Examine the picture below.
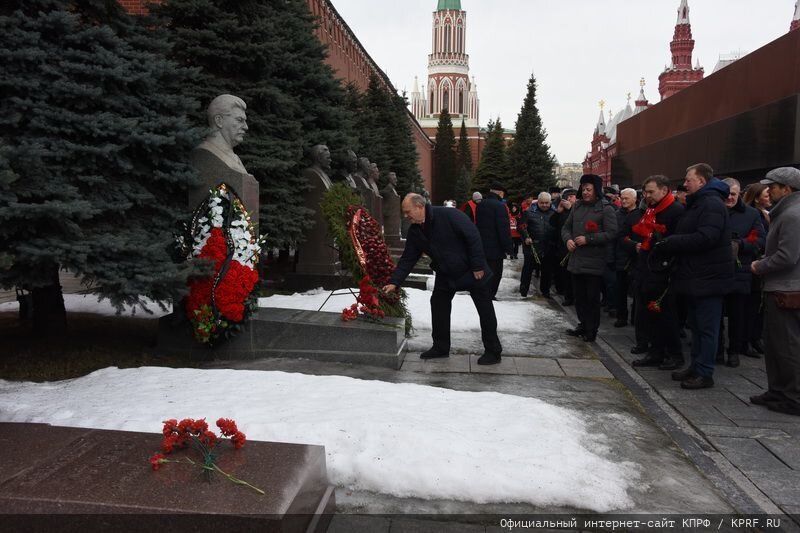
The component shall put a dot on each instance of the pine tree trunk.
(49, 313)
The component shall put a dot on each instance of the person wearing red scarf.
(656, 316)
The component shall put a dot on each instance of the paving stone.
(507, 366)
(783, 489)
(701, 414)
(751, 412)
(527, 366)
(787, 450)
(454, 363)
(584, 369)
(744, 432)
(749, 455)
(344, 523)
(408, 525)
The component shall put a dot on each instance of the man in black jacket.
(453, 243)
(656, 308)
(702, 246)
(491, 217)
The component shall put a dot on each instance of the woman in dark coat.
(747, 239)
(757, 197)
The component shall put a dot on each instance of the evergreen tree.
(494, 164)
(464, 165)
(93, 172)
(531, 162)
(384, 133)
(265, 52)
(445, 171)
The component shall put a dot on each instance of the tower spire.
(680, 74)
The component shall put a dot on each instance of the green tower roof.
(449, 4)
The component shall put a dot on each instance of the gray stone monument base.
(306, 281)
(74, 479)
(292, 333)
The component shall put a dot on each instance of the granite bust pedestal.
(391, 212)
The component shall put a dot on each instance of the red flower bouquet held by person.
(190, 433)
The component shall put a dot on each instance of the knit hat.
(785, 176)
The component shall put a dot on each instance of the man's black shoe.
(697, 382)
(767, 398)
(671, 363)
(648, 360)
(433, 353)
(787, 407)
(682, 375)
(489, 358)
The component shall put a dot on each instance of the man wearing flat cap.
(780, 269)
(491, 217)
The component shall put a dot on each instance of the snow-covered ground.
(404, 440)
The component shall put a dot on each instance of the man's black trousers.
(441, 306)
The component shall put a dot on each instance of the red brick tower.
(680, 74)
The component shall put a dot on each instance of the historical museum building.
(741, 132)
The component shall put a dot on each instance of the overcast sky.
(581, 51)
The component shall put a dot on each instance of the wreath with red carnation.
(221, 233)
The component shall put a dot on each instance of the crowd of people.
(664, 261)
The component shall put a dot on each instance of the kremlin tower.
(680, 74)
(449, 85)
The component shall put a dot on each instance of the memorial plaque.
(78, 472)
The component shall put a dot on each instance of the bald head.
(414, 208)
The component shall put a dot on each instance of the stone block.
(749, 455)
(293, 333)
(454, 364)
(582, 368)
(78, 473)
(507, 366)
(743, 432)
(529, 366)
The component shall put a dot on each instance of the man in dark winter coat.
(656, 309)
(563, 279)
(495, 229)
(453, 243)
(625, 252)
(748, 239)
(538, 234)
(588, 231)
(780, 269)
(702, 247)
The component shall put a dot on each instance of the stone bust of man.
(227, 121)
(321, 163)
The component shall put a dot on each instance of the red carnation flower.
(156, 460)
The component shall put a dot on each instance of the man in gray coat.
(587, 232)
(780, 269)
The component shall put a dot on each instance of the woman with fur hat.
(590, 227)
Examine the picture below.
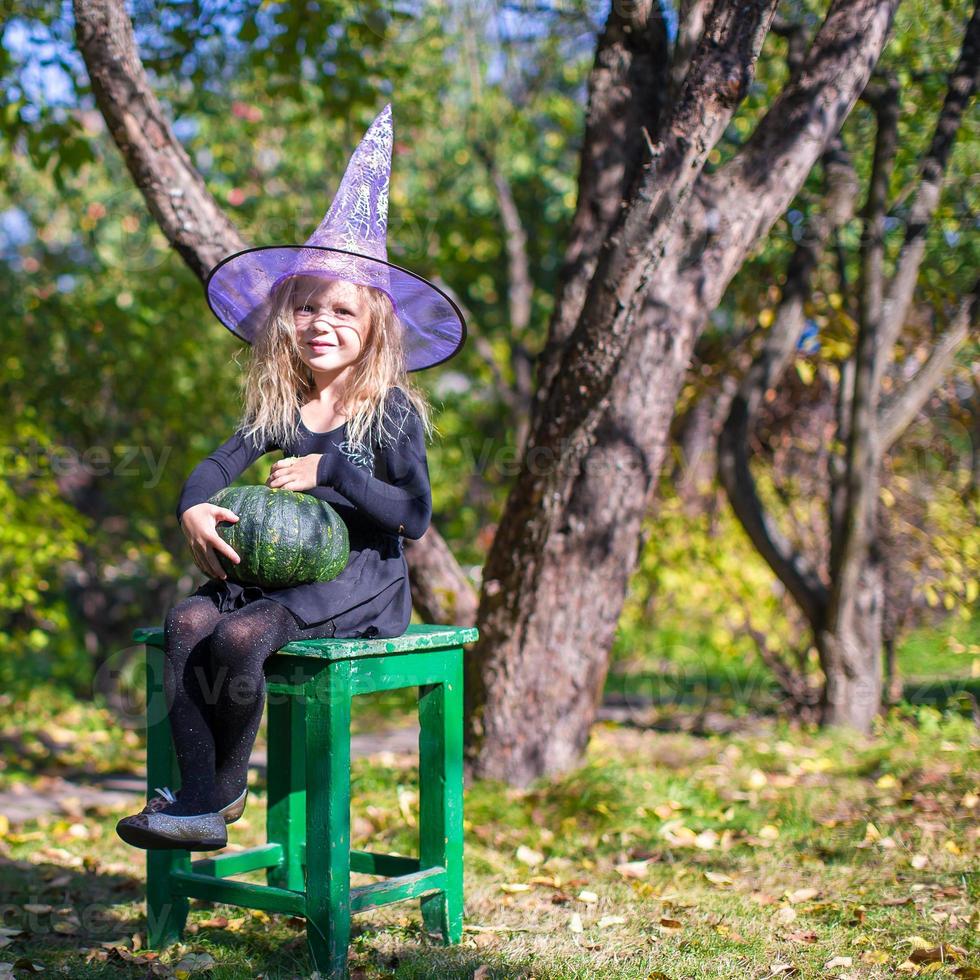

•••••

The problem: Rewrite all the records with "put a dot on" replaced by "mark" and everything else unchanged. Leave the pictures out.

The solution:
Examine the picture below.
The component shall mark each instance of the pine tree trunk.
(49, 313)
The component shall mark each instance of the person wearing red scarf.
(656, 316)
The component shall mark each instance of the paving stone.
(507, 366)
(783, 489)
(701, 414)
(751, 412)
(527, 366)
(787, 450)
(454, 363)
(584, 369)
(744, 432)
(749, 455)
(344, 523)
(408, 525)
The component shall mark each instance of the man in black jacket.
(453, 243)
(656, 308)
(702, 246)
(491, 217)
The component shall mark each instance of the woman in dark coat.
(747, 239)
(757, 197)
The component shall mark each instance of the evergreen tree.
(494, 164)
(464, 165)
(93, 172)
(531, 162)
(384, 133)
(265, 52)
(445, 171)
The component shall mark each instance of the tower spire.
(680, 74)
The component shall mark each instance of the green tower roof.
(449, 4)
The component shall mark each instance of the gray stone monument base.
(306, 281)
(74, 479)
(292, 333)
The component shall mark each instance of the granite bust pedestal.
(391, 212)
The component shall mark each instance of the red flower bouquet held by person.
(190, 433)
The component shall mark each instance of the knit hat.
(785, 176)
The component shall mark each instance of the man's black shoe.
(697, 382)
(767, 398)
(671, 363)
(648, 360)
(433, 353)
(787, 407)
(682, 375)
(489, 358)
The component shall mark each instance of the man wearing flat cap.
(780, 269)
(491, 217)
The component shall mark each instance of the snow-covered ground.
(404, 440)
The component shall mark each instance of the man's black trousers.
(441, 306)
The component shall mark each instance of the red brick tower.
(680, 74)
The component shall mark each instance of the historical museum building.
(741, 132)
The component shall mark each instance of the overcast sky.
(581, 51)
The component shall mark each instance of the wreath with red carnation.
(221, 233)
The component shall mark each instance of the crowd of people.
(664, 261)
The component shall mark each instance of the kremlin tower.
(680, 74)
(449, 85)
The component shall mark each instance of the memorial plaque.
(78, 472)
The component shall mark each instance of the bald head.
(414, 208)
The component shall mark each instance of the stone block.
(749, 455)
(293, 333)
(454, 364)
(582, 368)
(78, 473)
(507, 366)
(743, 432)
(529, 366)
The component shall mark each instance of the man in dark winter coat.
(656, 309)
(563, 279)
(495, 229)
(453, 243)
(625, 252)
(748, 239)
(538, 234)
(588, 231)
(780, 269)
(702, 247)
The component shall mark each instance of the stone bust of man.
(227, 121)
(321, 163)
The component shall mark each instance of the red carnation flower.
(156, 460)
The component shall mark each instance of the man in gray coat.
(587, 232)
(780, 269)
The component shall mark each instance of the woman with fur hat.
(590, 227)
Examine the picture below.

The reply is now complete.